Coordinate annotation entries:

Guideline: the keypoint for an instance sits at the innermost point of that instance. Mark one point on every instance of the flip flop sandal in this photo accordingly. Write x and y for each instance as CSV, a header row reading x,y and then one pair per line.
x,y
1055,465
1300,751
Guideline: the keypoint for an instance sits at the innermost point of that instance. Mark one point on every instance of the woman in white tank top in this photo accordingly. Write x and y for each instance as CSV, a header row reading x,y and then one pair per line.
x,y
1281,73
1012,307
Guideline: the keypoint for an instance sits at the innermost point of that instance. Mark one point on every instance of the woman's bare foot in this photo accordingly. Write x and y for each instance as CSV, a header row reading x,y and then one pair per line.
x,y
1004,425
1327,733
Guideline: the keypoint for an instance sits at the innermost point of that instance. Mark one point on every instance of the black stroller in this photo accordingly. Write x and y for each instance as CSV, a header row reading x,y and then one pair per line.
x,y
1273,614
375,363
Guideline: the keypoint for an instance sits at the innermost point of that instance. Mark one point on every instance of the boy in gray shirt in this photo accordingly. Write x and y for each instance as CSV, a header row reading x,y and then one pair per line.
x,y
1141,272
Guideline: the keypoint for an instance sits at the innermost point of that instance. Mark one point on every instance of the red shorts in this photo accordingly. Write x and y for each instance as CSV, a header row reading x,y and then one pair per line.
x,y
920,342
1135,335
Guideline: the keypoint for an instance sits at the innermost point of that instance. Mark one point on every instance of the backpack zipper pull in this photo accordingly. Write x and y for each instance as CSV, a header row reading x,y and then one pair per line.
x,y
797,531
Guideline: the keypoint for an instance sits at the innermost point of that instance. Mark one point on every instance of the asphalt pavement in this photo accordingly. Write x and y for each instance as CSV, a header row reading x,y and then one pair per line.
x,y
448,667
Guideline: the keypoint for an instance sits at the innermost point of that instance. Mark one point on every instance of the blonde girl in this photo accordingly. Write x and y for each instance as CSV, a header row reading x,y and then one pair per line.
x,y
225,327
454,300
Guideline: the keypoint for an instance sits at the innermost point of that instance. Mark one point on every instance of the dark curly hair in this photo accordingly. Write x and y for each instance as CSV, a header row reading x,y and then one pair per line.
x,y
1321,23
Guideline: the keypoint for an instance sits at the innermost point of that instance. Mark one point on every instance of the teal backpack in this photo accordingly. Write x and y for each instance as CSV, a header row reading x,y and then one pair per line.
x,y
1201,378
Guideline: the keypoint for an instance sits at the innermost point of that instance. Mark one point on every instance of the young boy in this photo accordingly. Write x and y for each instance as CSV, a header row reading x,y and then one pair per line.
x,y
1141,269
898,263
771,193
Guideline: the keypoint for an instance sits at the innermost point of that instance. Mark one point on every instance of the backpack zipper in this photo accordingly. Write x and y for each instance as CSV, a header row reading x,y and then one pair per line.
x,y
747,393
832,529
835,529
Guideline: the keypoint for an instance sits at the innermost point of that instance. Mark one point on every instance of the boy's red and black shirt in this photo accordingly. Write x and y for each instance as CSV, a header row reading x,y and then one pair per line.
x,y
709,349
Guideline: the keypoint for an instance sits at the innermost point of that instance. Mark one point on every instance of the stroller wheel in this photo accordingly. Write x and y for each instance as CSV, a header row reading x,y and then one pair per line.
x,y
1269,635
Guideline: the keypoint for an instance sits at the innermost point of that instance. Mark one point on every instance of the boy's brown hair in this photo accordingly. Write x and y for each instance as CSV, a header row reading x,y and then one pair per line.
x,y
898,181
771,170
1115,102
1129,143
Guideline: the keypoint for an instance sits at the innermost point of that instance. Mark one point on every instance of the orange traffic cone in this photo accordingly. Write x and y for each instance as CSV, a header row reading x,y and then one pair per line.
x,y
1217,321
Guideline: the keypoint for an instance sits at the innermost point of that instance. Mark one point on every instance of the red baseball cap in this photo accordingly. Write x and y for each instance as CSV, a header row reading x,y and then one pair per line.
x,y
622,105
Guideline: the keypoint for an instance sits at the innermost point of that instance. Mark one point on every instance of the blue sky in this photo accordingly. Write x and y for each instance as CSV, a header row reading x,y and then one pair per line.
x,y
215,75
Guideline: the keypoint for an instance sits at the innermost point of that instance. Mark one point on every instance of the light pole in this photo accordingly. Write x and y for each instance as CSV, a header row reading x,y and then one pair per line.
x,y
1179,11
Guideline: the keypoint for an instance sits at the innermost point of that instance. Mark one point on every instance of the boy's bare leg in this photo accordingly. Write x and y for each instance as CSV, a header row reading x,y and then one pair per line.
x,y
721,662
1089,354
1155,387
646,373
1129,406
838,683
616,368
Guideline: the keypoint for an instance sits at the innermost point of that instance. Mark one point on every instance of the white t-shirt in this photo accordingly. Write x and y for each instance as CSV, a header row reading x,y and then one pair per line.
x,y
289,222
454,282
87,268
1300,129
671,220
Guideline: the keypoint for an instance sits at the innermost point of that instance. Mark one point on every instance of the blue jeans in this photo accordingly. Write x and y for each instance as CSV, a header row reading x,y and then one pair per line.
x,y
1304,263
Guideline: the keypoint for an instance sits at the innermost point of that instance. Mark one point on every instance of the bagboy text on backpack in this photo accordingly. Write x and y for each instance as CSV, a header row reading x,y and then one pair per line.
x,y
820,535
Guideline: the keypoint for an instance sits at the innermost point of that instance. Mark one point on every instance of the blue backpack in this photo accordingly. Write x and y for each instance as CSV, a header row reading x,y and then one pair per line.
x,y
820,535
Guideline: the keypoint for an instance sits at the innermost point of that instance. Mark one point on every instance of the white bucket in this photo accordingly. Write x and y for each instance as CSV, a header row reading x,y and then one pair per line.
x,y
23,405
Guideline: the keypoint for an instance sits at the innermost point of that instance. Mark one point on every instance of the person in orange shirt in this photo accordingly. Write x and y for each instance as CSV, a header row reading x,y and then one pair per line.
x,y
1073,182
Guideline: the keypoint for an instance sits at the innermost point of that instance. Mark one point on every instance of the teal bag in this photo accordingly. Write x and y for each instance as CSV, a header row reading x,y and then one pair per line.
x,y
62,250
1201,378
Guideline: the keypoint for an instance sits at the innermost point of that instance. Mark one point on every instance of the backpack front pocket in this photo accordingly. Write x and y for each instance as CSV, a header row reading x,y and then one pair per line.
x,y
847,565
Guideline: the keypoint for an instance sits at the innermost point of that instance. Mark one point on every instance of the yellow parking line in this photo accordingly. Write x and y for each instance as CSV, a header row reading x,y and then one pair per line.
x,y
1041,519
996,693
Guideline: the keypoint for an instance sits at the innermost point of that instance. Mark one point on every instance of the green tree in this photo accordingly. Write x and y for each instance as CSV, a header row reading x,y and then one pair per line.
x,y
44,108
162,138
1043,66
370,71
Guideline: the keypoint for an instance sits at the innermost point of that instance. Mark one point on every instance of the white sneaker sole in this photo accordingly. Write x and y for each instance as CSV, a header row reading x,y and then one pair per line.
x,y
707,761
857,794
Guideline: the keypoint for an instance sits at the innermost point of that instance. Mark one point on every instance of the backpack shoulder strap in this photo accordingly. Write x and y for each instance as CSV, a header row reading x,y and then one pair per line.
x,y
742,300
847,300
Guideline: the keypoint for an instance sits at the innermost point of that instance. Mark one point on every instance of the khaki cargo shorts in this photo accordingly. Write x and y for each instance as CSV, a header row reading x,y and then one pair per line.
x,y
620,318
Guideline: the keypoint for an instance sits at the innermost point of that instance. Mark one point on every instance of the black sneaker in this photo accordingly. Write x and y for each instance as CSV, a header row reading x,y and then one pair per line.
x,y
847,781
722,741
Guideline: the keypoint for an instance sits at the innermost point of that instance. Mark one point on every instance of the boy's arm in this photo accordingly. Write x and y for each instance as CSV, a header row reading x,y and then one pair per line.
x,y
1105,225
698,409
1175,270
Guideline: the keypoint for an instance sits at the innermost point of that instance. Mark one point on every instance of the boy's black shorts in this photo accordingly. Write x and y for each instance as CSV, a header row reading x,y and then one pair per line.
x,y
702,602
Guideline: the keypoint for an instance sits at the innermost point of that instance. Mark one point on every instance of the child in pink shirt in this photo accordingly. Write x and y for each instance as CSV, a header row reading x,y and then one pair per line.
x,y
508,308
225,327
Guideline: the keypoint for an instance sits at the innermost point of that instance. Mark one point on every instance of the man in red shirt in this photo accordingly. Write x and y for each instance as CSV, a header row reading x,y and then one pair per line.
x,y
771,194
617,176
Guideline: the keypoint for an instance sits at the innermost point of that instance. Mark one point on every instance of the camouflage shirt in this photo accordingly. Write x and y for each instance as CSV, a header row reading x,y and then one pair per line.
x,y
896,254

● REQUIRED TASK
All lines from the line containing "in red shirt" through the end of the listing above are to be duplicated exactly; include both ends and nothing further.

● EXERCISE SOLUTION
Guideline: the keypoint for an instance sits at the innermost point of that instance. Mark one point on every instance of the man in red shirt in this photo accordingly. Write x and y for each instance as CSV, a header row reading x,y and then one pair per line.
x,y
771,194
617,176
Guideline: the keypoint for an instance sits at the innermost point of that instance. Mark one point on every instance of the camouflage shirt in this photo accordingly. Write x and y for each instance as CSV, a header row reading x,y and then one pair per line.
x,y
896,254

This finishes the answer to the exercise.